### SUPPLIED PASSAGE
..........
It is unreasonable to assume that all of a sudden economic harvesting of earth'S ressources will be stopped, that growth will not continue as more and more people make a demand to live in the same material conditions like Eurpeans and Americans, that there will be given a moratorium to the planet in which we harvest even less than what would be sustainable, so that the planet can recover, and just after that we would increase economic growth to the level of enduring sustainability. The examples of carmakers, energy companies and oil companies show that progress gets prevented and hindered massively to protect short-termed profit interests, and not before the damage already is done and is FUBAR, claims are made that now one wants to focus on new energy, alternative car engines etc. what is happening right now, is blind actionism. The IPCC board some months ago admitted that their studies have one major flaw even in their already pessimistic conclusions: it is too optimistic because they were basing on the assumption that from the date of publishing on all climate goals and procedures to reach them would get implemented immediately. They did not calculate the effects of what it will mean if growth rate and industrial harvesting continues at the rates that are to be expected with the growing population and the growing demand of the third world to get access to Western living style.
..........
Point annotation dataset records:
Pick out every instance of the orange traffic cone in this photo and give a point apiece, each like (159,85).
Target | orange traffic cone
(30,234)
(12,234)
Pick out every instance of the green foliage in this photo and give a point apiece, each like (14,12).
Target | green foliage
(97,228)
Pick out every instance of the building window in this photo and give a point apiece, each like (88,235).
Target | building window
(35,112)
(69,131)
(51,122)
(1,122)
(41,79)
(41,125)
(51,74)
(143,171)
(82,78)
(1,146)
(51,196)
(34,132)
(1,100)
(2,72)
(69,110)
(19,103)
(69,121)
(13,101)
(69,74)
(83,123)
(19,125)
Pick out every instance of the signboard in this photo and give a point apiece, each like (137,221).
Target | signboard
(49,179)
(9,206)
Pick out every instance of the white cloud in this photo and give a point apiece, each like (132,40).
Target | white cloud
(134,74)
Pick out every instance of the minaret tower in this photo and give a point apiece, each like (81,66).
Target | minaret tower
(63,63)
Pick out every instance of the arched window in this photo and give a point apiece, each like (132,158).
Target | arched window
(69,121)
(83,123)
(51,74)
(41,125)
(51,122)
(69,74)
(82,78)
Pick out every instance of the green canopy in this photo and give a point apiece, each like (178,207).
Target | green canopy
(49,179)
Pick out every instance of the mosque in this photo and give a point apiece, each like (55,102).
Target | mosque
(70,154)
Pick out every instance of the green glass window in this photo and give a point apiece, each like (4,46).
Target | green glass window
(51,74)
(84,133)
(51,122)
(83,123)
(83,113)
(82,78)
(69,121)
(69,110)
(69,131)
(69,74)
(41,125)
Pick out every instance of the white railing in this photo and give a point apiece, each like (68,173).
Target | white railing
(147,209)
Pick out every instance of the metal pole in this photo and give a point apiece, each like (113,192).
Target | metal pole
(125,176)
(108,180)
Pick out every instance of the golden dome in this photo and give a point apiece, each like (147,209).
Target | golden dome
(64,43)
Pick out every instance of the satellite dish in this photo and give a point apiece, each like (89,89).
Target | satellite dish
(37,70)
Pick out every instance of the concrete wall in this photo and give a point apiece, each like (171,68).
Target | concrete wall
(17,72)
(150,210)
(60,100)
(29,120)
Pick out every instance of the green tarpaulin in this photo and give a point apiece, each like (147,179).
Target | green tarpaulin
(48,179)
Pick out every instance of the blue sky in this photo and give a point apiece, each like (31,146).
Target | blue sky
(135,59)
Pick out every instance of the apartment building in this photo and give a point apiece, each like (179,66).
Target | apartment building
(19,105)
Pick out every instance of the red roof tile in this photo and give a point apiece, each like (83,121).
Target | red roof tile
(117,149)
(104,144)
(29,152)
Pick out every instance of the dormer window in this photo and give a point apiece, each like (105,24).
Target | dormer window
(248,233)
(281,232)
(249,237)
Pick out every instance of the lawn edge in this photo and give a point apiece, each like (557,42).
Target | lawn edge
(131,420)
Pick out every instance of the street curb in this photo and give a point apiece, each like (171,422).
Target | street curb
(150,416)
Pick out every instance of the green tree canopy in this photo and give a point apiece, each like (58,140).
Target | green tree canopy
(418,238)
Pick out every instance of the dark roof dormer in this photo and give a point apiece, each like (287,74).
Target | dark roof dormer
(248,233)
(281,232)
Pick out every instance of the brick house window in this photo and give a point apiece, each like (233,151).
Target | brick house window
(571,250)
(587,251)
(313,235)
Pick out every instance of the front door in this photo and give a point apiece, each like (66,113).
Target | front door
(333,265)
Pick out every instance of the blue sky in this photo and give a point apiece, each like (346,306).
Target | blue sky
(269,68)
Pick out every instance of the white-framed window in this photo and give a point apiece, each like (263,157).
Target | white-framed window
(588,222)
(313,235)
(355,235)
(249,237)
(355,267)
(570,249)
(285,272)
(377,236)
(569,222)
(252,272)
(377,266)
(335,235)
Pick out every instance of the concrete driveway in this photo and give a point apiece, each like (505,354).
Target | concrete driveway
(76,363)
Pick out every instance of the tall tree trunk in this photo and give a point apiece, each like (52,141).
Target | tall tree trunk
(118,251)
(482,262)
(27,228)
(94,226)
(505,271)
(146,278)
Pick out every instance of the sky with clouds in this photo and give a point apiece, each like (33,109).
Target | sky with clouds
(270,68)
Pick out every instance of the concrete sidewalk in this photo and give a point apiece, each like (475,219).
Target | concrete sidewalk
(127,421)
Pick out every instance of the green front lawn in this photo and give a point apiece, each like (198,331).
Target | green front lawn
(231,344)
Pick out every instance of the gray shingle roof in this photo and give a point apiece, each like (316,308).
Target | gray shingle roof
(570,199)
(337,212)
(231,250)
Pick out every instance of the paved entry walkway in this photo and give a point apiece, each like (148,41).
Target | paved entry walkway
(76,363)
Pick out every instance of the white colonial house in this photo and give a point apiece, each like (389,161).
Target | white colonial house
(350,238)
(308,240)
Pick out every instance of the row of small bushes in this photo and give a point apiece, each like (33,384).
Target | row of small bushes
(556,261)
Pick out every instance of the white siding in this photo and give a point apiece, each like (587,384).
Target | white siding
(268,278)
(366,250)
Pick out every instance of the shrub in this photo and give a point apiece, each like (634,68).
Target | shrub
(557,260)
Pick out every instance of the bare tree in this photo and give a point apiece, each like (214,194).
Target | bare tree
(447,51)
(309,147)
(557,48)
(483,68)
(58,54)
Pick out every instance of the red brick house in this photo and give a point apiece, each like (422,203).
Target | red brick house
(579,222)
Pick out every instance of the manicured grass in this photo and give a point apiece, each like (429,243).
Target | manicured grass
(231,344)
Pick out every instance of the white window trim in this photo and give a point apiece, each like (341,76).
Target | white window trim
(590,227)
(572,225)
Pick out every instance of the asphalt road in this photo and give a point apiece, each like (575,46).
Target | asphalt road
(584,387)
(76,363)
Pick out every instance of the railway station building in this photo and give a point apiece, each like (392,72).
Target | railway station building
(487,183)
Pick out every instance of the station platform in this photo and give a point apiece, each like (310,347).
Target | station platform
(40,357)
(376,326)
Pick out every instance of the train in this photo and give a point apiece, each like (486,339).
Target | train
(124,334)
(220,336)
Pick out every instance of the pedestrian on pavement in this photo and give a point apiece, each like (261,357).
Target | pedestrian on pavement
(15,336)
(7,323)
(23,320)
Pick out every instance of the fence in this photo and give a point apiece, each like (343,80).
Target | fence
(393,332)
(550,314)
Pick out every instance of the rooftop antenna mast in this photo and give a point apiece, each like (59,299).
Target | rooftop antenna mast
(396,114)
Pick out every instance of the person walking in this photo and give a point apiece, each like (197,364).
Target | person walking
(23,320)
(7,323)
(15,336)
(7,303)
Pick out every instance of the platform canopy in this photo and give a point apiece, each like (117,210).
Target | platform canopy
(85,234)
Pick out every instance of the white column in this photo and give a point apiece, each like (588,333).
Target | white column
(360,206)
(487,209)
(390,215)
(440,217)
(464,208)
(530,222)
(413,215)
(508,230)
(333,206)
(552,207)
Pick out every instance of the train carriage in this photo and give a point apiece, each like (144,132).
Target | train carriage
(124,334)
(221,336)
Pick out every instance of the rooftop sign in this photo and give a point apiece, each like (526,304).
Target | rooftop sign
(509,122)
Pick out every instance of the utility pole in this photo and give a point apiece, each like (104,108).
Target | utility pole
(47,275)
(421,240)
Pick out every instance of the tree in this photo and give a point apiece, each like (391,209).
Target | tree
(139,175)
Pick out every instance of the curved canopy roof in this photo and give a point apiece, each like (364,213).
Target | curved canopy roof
..........
### GIVEN EXERCISE 1
Count the lines in the entries that contain the string "dormer", treating uppercase and lowercase as different, and give only that number.
### GIVEN EXERCISE 2
Please pick up the passage on economic growth and climate goals and continue it from its final sentence.

### TASK RESPONSE 1
4

### TASK RESPONSE 2
This madness of constant growth, unlimited growth, economic growth, always, always, always growth - that is not the remedy for our self-made desaster, it is the cause and origin of it. The complete traditional economy theory is a mess, and it has led us to where we are. The financial meltdown illustrated that the finacial dogma is a mess, too. Both need to be replaced, and I do not see that that is possible without mankind bleeding terribly at the time one starts thinking of that. the loss of life we already cause right now by our western life style may claim millions and millions already. but it is only the introduction for the things to come, and not before the agony has reached our own homelands, people will see a need to stop doing like they have done until then. and it is a reasonable estimation that then it will be too late, since long. Pain is the best teacher, but it may come too late.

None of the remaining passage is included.